__Your objective__
Please render the items between the line holding "[locate] motorcycle rear" and the end of the items, both ends included, as a numbered list with blank lines left out.

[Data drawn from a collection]
**********

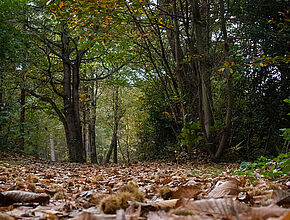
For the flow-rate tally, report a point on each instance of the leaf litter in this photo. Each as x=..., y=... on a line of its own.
x=34, y=189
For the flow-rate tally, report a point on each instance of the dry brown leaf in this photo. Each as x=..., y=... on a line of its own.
x=266, y=212
x=224, y=207
x=91, y=216
x=15, y=196
x=165, y=204
x=281, y=197
x=6, y=217
x=230, y=187
x=186, y=192
x=161, y=215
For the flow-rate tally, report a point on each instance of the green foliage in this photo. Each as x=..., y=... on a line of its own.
x=270, y=168
x=157, y=130
x=190, y=136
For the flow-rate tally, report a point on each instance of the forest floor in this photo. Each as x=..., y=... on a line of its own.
x=34, y=189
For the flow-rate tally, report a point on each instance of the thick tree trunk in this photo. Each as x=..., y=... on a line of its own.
x=22, y=119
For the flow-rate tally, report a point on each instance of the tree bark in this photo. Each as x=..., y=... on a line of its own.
x=117, y=118
x=71, y=103
x=22, y=119
x=52, y=152
x=92, y=123
x=228, y=118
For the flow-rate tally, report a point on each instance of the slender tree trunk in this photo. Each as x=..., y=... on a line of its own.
x=117, y=117
x=228, y=118
x=92, y=124
x=71, y=103
x=1, y=106
x=52, y=152
x=22, y=119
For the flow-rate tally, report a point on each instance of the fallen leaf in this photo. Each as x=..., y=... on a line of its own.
x=186, y=192
x=281, y=197
x=15, y=196
x=6, y=217
x=266, y=212
x=226, y=188
x=224, y=206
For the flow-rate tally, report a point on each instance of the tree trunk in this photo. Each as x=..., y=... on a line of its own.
x=52, y=152
x=22, y=119
x=228, y=118
x=71, y=103
x=92, y=123
x=117, y=117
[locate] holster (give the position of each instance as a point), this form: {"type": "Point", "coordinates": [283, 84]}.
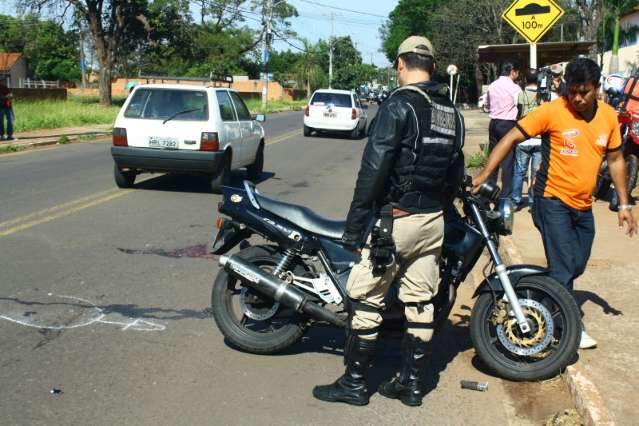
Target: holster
{"type": "Point", "coordinates": [382, 253]}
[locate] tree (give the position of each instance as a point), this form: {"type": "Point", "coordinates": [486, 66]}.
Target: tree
{"type": "Point", "coordinates": [307, 67]}
{"type": "Point", "coordinates": [51, 53]}
{"type": "Point", "coordinates": [616, 9]}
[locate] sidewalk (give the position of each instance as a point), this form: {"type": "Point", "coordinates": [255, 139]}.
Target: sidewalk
{"type": "Point", "coordinates": [45, 137]}
{"type": "Point", "coordinates": [603, 380]}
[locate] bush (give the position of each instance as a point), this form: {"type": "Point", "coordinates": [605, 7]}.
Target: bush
{"type": "Point", "coordinates": [50, 114]}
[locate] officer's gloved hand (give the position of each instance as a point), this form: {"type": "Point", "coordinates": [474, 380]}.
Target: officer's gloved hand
{"type": "Point", "coordinates": [350, 242]}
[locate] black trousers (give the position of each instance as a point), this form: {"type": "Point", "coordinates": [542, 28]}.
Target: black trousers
{"type": "Point", "coordinates": [497, 130]}
{"type": "Point", "coordinates": [568, 235]}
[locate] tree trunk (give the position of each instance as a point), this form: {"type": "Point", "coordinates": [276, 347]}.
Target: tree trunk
{"type": "Point", "coordinates": [105, 83]}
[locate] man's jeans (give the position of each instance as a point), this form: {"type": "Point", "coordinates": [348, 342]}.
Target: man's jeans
{"type": "Point", "coordinates": [567, 235]}
{"type": "Point", "coordinates": [525, 154]}
{"type": "Point", "coordinates": [6, 112]}
{"type": "Point", "coordinates": [497, 129]}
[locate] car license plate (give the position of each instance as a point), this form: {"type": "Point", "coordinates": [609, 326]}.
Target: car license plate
{"type": "Point", "coordinates": [160, 142]}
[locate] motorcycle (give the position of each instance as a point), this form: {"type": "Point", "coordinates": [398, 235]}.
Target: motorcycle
{"type": "Point", "coordinates": [629, 126]}
{"type": "Point", "coordinates": [524, 325]}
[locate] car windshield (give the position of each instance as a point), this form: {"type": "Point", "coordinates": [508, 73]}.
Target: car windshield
{"type": "Point", "coordinates": [337, 99]}
{"type": "Point", "coordinates": [160, 104]}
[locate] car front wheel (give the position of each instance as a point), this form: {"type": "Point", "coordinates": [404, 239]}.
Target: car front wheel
{"type": "Point", "coordinates": [123, 179]}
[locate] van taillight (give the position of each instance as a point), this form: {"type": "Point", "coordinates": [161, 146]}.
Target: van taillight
{"type": "Point", "coordinates": [209, 142]}
{"type": "Point", "coordinates": [119, 137]}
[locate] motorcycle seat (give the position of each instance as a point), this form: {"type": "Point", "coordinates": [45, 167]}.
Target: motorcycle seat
{"type": "Point", "coordinates": [303, 217]}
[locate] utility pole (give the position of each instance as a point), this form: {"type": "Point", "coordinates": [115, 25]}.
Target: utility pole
{"type": "Point", "coordinates": [265, 52]}
{"type": "Point", "coordinates": [330, 55]}
{"type": "Point", "coordinates": [83, 64]}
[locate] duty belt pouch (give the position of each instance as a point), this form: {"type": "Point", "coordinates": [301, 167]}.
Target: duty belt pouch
{"type": "Point", "coordinates": [382, 253]}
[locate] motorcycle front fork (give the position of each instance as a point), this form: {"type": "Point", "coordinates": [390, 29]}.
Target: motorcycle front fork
{"type": "Point", "coordinates": [509, 292]}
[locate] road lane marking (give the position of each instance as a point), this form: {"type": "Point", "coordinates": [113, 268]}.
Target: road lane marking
{"type": "Point", "coordinates": [61, 214]}
{"type": "Point", "coordinates": [62, 210]}
{"type": "Point", "coordinates": [283, 137]}
{"type": "Point", "coordinates": [55, 208]}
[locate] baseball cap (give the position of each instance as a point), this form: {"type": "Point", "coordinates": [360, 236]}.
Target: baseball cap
{"type": "Point", "coordinates": [556, 69]}
{"type": "Point", "coordinates": [416, 44]}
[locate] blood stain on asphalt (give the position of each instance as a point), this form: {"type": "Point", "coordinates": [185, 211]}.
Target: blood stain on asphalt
{"type": "Point", "coordinates": [200, 251]}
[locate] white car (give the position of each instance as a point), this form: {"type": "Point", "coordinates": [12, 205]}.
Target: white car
{"type": "Point", "coordinates": [186, 129]}
{"type": "Point", "coordinates": [335, 110]}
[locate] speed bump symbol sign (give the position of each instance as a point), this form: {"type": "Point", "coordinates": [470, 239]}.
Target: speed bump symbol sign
{"type": "Point", "coordinates": [532, 18]}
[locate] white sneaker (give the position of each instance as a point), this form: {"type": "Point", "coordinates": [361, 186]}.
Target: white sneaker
{"type": "Point", "coordinates": [587, 342]}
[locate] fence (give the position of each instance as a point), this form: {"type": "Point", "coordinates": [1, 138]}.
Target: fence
{"type": "Point", "coordinates": [27, 83]}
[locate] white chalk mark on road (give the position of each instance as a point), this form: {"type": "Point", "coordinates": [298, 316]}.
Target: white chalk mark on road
{"type": "Point", "coordinates": [95, 315]}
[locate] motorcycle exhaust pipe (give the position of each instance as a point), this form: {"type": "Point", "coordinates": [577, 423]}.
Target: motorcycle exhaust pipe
{"type": "Point", "coordinates": [277, 289]}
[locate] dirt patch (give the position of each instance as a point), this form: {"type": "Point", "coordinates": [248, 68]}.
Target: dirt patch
{"type": "Point", "coordinates": [532, 399]}
{"type": "Point", "coordinates": [565, 418]}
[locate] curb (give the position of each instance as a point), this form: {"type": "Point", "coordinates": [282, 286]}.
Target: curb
{"type": "Point", "coordinates": [53, 140]}
{"type": "Point", "coordinates": [587, 399]}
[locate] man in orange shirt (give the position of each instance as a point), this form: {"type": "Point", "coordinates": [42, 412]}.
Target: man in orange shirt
{"type": "Point", "coordinates": [581, 132]}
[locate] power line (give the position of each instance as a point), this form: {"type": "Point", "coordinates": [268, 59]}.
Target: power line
{"type": "Point", "coordinates": [343, 9]}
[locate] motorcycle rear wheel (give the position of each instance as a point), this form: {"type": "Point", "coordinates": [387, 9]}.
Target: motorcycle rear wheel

**********

__Answer__
1. [locate] motorcycle rear wheel (give the position of each instance as a point), this form: {"type": "Point", "coordinates": [387, 9]}.
2. Target: motorcycle rear wheel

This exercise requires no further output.